──────── Given data ────────

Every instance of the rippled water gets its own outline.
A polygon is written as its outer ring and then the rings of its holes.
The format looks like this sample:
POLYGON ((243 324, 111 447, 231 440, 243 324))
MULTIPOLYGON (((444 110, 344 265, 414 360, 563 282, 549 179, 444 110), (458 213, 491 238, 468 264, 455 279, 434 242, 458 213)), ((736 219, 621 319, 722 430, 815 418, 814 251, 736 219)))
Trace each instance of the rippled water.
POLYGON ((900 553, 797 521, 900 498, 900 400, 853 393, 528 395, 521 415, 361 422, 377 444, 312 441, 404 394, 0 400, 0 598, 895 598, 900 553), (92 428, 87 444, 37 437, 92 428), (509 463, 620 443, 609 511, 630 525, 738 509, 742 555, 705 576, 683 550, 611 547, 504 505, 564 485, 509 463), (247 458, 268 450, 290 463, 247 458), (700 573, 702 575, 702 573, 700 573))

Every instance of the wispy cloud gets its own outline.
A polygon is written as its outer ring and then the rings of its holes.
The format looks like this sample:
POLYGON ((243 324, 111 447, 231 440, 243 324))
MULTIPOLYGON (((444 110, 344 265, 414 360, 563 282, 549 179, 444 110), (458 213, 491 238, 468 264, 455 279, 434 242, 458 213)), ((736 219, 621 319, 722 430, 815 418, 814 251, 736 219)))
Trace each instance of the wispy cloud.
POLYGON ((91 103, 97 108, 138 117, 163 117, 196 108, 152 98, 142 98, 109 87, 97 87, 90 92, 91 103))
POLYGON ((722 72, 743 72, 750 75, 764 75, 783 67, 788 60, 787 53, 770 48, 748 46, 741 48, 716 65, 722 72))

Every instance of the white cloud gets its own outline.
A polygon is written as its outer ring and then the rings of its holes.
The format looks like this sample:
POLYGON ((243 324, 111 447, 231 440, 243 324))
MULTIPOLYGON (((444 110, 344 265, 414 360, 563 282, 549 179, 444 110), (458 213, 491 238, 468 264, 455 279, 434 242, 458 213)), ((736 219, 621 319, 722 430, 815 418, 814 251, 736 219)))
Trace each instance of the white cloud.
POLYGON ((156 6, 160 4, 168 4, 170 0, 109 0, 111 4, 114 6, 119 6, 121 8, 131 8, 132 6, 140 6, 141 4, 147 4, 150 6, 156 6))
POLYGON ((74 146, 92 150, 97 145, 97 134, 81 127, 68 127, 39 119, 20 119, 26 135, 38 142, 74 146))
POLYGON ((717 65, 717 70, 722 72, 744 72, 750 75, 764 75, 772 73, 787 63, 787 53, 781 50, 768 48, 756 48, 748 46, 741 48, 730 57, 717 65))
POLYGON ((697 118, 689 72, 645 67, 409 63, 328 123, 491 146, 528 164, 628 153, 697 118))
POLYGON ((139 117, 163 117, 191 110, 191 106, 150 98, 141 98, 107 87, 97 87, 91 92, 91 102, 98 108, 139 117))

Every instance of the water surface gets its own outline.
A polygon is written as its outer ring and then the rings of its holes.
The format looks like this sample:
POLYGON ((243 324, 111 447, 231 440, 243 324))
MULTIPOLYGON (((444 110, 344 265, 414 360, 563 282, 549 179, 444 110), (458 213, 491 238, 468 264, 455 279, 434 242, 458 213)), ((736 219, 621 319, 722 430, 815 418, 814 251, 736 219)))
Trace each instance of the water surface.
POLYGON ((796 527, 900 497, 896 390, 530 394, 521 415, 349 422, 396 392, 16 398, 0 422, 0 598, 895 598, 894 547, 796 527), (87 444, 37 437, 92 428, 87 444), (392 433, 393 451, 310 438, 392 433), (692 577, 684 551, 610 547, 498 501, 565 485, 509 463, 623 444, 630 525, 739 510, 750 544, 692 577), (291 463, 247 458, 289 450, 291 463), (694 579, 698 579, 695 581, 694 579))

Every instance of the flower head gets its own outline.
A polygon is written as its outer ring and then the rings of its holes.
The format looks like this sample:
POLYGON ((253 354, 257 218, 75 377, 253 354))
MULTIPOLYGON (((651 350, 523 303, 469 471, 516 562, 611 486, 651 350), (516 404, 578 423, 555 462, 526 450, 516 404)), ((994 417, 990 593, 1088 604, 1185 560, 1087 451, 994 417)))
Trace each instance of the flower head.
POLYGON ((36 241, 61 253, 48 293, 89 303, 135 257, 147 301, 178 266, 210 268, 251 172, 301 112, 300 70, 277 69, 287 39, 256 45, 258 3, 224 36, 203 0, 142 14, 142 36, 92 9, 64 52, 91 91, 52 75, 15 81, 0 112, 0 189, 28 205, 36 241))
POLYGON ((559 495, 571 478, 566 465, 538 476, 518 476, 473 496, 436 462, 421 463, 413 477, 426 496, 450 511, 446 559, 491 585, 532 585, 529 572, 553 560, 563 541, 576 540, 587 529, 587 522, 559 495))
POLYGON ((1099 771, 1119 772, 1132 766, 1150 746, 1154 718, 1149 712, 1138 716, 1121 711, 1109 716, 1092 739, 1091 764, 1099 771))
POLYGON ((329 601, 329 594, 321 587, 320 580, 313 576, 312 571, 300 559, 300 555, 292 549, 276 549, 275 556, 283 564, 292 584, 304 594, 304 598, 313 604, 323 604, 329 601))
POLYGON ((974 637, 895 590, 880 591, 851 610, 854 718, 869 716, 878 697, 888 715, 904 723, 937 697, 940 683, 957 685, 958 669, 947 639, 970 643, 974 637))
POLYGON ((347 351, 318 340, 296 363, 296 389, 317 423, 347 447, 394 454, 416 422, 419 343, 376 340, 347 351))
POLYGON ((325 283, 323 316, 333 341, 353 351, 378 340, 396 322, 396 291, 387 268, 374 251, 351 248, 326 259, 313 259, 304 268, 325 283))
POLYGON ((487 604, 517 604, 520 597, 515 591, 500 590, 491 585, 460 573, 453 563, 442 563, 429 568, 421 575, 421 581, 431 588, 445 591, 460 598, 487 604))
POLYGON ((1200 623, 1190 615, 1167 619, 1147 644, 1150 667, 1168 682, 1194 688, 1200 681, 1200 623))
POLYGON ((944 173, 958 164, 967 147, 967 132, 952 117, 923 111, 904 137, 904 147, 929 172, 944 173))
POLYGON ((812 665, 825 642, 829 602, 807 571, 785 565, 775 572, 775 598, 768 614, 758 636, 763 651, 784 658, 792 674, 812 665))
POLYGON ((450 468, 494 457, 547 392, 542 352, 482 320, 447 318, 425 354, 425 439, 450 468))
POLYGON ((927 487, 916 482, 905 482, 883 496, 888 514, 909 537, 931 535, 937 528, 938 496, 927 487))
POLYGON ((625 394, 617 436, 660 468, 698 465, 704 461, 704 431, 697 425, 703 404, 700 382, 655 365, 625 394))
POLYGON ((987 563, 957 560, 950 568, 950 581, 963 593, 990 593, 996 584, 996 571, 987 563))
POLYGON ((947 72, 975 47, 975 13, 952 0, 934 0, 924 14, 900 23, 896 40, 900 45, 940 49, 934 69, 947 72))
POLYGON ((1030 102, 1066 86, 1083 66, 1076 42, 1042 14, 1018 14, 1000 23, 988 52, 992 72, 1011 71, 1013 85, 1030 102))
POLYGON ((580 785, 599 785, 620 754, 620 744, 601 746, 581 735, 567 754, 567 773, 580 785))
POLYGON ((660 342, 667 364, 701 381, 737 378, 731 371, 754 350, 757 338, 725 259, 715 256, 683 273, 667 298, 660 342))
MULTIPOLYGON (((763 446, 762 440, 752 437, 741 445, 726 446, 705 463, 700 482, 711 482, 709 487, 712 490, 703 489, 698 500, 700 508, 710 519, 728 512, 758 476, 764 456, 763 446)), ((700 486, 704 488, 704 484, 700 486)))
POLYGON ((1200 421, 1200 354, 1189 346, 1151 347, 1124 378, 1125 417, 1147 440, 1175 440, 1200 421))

────────

What the task requires. Where in the entries above does the word "Every" appear? Copy each line that has it.

Result.
Every instance of the rippled water gets its own outline.
Every instance of the wispy cloud gets its own outline.
Every instance of the white cloud gets its own outline.
Every instance of the water surface gets its own outline.
Every instance of the flower head gets its own outline.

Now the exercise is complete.